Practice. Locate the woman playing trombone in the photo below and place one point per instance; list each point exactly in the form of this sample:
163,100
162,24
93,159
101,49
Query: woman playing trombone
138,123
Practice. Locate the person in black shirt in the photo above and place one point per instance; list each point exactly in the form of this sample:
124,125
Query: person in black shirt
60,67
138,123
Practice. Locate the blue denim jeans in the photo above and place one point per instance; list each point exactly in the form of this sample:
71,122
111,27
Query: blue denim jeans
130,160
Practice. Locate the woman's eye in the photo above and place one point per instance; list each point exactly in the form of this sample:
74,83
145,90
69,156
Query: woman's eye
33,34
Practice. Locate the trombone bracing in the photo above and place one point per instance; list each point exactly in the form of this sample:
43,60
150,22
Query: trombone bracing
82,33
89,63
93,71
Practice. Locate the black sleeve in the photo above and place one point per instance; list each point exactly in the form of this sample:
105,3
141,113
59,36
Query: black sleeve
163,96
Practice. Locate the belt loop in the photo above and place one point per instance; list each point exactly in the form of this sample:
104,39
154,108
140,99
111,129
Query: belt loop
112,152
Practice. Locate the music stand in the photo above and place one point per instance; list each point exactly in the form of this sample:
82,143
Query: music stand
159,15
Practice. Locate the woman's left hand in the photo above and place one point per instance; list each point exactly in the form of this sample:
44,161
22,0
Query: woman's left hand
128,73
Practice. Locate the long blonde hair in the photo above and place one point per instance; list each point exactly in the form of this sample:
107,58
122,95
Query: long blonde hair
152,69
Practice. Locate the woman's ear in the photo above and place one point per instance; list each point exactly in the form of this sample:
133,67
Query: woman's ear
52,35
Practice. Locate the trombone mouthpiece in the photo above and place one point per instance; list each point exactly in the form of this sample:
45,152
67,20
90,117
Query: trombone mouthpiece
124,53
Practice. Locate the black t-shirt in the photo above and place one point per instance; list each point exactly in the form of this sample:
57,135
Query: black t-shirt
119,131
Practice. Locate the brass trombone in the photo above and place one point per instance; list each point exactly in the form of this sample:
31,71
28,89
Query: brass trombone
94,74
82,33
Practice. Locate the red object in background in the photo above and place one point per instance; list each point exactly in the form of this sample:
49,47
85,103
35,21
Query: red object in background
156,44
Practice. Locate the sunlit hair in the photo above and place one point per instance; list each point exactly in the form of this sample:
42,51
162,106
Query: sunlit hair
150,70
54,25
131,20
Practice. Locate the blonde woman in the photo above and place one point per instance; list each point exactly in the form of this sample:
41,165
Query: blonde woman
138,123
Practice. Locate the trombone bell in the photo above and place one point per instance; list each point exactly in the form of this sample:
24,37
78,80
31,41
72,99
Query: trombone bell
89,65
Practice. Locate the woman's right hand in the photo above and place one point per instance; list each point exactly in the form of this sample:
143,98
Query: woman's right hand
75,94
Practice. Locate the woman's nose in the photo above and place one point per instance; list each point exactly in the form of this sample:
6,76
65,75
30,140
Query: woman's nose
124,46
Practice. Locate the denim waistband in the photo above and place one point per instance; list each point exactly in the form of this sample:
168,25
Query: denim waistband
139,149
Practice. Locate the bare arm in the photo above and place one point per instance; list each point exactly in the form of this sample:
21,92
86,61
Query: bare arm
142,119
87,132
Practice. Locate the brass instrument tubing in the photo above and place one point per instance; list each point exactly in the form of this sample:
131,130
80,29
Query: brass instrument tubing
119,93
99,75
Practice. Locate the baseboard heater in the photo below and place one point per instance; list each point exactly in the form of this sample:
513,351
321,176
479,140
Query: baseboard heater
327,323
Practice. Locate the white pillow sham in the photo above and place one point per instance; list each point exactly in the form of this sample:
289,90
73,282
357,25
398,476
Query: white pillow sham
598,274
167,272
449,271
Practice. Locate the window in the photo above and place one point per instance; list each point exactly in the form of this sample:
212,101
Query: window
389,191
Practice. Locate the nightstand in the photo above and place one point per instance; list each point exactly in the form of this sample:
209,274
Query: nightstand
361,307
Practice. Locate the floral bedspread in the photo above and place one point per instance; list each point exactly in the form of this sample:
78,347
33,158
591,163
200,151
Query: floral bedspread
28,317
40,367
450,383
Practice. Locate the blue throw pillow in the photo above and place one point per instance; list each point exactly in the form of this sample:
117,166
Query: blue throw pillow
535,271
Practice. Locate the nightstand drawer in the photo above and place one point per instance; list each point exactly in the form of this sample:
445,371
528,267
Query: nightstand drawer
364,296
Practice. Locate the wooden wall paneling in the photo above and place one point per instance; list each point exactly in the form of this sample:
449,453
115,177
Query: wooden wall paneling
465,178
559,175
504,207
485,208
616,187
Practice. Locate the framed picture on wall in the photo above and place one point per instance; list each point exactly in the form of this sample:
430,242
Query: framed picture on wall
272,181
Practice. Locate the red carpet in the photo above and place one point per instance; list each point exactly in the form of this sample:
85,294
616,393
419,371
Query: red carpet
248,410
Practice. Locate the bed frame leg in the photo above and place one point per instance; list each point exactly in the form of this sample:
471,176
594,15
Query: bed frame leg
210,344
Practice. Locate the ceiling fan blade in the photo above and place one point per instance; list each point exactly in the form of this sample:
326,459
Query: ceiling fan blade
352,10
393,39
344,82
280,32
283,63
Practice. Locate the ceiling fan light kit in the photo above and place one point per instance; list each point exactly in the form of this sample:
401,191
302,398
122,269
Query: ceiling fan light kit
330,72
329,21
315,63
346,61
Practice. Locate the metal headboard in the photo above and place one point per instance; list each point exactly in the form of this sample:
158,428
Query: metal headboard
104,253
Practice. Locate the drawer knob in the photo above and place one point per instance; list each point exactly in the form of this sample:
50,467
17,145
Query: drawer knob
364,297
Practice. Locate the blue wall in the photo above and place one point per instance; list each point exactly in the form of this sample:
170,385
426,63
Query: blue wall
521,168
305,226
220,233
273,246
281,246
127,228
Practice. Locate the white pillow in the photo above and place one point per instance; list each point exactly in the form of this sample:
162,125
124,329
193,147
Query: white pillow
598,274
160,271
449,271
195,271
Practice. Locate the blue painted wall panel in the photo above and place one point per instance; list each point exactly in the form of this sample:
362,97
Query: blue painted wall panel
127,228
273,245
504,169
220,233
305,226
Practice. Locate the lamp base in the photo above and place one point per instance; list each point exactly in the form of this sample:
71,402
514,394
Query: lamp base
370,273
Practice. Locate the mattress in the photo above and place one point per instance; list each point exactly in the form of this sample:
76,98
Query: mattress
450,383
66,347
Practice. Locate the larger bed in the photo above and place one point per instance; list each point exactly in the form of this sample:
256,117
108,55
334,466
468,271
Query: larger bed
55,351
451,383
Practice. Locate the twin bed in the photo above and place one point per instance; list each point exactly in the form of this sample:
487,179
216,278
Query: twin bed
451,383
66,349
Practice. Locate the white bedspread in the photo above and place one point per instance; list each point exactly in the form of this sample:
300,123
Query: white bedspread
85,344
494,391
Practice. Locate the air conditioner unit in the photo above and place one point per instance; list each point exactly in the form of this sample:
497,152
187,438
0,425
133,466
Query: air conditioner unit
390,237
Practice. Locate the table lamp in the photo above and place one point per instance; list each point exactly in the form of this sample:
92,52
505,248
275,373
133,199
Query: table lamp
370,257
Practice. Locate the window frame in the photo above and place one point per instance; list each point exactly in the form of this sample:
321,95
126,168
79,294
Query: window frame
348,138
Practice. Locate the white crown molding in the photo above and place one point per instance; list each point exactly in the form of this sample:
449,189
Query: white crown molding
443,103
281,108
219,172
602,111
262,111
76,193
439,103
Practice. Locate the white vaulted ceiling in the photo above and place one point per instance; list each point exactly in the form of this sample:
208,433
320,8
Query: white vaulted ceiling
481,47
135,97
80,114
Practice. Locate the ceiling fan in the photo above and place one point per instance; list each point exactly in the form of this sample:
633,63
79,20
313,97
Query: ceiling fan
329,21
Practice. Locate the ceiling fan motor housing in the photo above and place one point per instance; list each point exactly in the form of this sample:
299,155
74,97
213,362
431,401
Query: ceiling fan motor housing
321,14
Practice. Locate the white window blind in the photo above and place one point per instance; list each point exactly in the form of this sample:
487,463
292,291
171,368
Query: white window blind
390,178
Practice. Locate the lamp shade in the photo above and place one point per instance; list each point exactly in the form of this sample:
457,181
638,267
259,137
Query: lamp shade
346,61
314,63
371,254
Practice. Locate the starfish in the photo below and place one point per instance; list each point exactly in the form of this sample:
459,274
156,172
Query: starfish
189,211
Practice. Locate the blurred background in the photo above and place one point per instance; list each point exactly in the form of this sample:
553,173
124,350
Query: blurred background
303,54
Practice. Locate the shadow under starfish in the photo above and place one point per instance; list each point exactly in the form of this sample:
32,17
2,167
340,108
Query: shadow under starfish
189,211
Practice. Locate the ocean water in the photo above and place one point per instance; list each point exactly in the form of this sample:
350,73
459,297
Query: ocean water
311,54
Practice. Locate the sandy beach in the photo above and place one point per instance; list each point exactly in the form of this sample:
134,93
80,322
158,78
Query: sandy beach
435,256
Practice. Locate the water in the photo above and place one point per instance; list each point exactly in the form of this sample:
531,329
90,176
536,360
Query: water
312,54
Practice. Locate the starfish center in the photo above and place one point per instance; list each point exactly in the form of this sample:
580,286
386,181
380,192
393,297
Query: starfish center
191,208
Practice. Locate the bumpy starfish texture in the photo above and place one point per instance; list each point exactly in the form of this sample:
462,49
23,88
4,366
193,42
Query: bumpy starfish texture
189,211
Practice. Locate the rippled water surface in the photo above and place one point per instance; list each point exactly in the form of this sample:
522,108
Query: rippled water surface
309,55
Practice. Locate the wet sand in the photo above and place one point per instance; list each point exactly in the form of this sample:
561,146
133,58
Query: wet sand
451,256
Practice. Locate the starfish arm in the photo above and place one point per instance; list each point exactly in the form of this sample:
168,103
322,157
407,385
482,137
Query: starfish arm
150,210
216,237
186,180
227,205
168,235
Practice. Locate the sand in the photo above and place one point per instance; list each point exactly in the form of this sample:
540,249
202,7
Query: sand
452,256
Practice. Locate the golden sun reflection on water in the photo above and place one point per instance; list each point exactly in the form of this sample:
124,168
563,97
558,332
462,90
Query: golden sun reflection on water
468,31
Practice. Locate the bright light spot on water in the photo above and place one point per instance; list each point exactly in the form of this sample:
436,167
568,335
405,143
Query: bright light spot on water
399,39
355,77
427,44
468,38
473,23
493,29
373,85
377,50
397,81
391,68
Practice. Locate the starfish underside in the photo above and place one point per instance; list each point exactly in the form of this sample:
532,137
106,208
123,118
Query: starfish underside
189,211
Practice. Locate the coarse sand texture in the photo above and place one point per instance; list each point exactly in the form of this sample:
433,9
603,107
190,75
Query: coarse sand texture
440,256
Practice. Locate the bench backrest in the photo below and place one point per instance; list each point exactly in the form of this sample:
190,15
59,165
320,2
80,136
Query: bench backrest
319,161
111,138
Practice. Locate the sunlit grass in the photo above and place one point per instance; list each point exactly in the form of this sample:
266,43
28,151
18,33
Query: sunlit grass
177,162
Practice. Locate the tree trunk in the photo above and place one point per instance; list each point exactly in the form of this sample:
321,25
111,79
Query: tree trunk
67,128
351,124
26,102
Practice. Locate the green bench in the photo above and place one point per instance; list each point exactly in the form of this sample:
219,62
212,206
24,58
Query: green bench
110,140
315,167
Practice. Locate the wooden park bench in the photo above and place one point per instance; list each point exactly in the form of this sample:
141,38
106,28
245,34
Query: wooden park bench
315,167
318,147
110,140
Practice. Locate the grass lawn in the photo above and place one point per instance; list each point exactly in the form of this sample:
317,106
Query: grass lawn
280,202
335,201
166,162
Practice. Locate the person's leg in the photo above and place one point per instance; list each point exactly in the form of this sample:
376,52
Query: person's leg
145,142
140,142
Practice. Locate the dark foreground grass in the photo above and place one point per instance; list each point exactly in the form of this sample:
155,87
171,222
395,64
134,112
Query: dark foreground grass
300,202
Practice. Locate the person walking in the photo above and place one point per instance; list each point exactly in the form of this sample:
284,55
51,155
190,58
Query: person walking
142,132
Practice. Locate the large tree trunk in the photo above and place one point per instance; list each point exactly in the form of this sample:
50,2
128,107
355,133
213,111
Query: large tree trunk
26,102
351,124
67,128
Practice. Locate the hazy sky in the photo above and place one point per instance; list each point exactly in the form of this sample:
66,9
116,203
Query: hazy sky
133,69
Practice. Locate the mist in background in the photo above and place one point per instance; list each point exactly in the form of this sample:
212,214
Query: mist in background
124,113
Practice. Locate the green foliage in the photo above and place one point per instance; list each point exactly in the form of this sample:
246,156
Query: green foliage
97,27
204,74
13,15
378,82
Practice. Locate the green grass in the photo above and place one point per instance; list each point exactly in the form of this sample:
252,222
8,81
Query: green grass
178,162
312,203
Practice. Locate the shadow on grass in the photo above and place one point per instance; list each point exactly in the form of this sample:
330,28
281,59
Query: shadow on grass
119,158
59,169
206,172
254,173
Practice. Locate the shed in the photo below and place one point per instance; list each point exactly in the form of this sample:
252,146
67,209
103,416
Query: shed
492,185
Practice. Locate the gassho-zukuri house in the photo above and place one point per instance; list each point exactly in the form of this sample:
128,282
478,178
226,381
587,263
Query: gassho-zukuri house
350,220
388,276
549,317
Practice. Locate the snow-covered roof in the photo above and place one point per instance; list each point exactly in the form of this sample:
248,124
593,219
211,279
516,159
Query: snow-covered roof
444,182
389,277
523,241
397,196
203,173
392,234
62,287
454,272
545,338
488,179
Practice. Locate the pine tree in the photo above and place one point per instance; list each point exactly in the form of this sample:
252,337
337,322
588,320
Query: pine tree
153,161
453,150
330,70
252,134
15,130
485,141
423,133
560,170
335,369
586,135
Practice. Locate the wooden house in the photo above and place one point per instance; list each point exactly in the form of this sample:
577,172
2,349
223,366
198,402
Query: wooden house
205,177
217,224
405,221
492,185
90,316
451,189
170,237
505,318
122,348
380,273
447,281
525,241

-- -- --

Reproduce word for word every line of the listing, starting with the line containing "Practice. Locate the snow-covered" and continuing through the final line of the listing.

Practice. Locate the snow-covered roof in the photo above and place one point per instance; list each point exactly in the form of this sample:
248,124
593,219
211,279
516,159
Query: snow-covered roof
444,182
389,277
523,241
397,196
203,173
392,234
62,287
454,272
545,338
488,179
Practice. Locate the pine tree in the photo above and place one point per instance; list each point exactly in the form of this sample:
252,337
337,322
588,320
Query: pine tree
153,161
453,150
330,70
252,134
15,130
485,141
423,133
560,170
335,369
586,135
Practice. Locate the wooden house in the photo above and place one point per instance; list each point exactly in the form of this sample:
577,172
2,349
223,366
198,402
Query: wooden house
205,177
217,224
405,221
492,185
90,316
451,189
170,237
505,318
122,348
380,273
447,281
525,241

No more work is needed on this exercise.